■ Material for this exercise ■
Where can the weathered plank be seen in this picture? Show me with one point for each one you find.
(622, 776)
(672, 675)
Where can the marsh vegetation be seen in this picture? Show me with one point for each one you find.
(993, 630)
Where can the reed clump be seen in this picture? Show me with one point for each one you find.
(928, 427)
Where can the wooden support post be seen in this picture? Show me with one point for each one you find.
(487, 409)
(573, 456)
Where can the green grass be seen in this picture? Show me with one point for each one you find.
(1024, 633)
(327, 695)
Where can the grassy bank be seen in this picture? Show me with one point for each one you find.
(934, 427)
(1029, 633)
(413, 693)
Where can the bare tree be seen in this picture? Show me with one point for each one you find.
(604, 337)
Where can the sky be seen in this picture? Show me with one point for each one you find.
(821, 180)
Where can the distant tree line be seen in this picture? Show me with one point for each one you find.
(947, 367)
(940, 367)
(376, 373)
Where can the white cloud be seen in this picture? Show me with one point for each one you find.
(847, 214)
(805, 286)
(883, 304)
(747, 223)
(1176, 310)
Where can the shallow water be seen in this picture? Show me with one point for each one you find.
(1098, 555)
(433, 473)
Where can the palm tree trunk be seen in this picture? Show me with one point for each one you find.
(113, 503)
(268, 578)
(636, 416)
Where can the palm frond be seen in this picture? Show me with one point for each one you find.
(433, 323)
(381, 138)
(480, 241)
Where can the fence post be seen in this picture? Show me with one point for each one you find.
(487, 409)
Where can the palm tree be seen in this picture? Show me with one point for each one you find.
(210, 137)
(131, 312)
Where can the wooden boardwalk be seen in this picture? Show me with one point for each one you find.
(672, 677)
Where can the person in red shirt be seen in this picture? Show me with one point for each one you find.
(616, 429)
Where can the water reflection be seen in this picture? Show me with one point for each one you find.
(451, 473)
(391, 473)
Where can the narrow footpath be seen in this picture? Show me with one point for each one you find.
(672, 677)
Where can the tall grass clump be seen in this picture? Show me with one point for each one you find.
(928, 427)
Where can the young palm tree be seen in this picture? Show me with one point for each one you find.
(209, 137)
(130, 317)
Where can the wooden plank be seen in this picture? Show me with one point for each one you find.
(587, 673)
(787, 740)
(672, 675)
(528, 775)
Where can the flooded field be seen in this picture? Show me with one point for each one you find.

■ What is required ■
Line by line, retype the data exactly as written.

■ Your response ■
Where can the weathered plank be seen in this picture? Show me with one point for each one you find.
(622, 776)
(672, 675)
Where can the marsh vegetation be seen in this picture? Show me with one point for each one you find.
(993, 630)
Where can the reed clump be seen in this picture? Show me with one point for each one you find.
(928, 427)
Where can the wooden support post be seen in this picture? Show me with one point for each one you find.
(487, 409)
(573, 456)
Where can the green grass be seen in this picture? Show me with one point for each one you find.
(1024, 633)
(327, 695)
Where can the grassy bank be seen in this picture? Show me with one point for each one you find.
(934, 427)
(1029, 633)
(413, 693)
Where can the bare tree be seen in this picture? Show me with one point for each one you find.
(604, 337)
Where can the sky be seen in this picture? Show me with one point for each one you find.
(821, 180)
Where can the distant tree line be seen in this picture? Show me with one point for each one you find.
(947, 367)
(940, 367)
(376, 373)
Where can the white cloud be seen in this picture? Show me with one point for each one you find.
(847, 214)
(805, 286)
(883, 304)
(747, 223)
(1176, 310)
Where can the shallow water be seen in this picture? Show me with one point for each one you find.
(1098, 555)
(433, 473)
Where can the palm tree trunk be seen in this picture? Show me with one point for each one you find.
(113, 503)
(268, 578)
(636, 416)
Where can the palm frond be seen in this picture? Show me with one point for each one you find.
(433, 323)
(381, 138)
(480, 241)
Where can the fence post be seen in this picture? Show me with one point for each one you find.
(487, 409)
Where can the palm tree be seen in this picture? Show me with one point for each one you find.
(210, 137)
(131, 312)
Where can the wooden boardwalk be seen in this picture? Show me with one point for each one you find.
(672, 677)
Where can the person in red shirt be seen in this picture? Show me with one point for each one you find.
(616, 429)
Where can the water reflection be seen in this picture? Show me with one point for each one you find.
(451, 473)
(391, 473)
Where can the narrow footpath be seen in this picture? Show me with one point for each one you find.
(672, 677)
Where can the tall grass clump be seen in this picture? Show me with one point for each one you find.
(928, 427)
Where can the young palm tree be seen in this picture? Show me with one point for each one you find.
(209, 137)
(130, 317)
Where can the wooden plank be seen in this picture? Show me with one point for each one you find.
(587, 673)
(787, 740)
(672, 675)
(528, 775)
Where can the flooded field be seen in this picture? Show me with one point for each one you find.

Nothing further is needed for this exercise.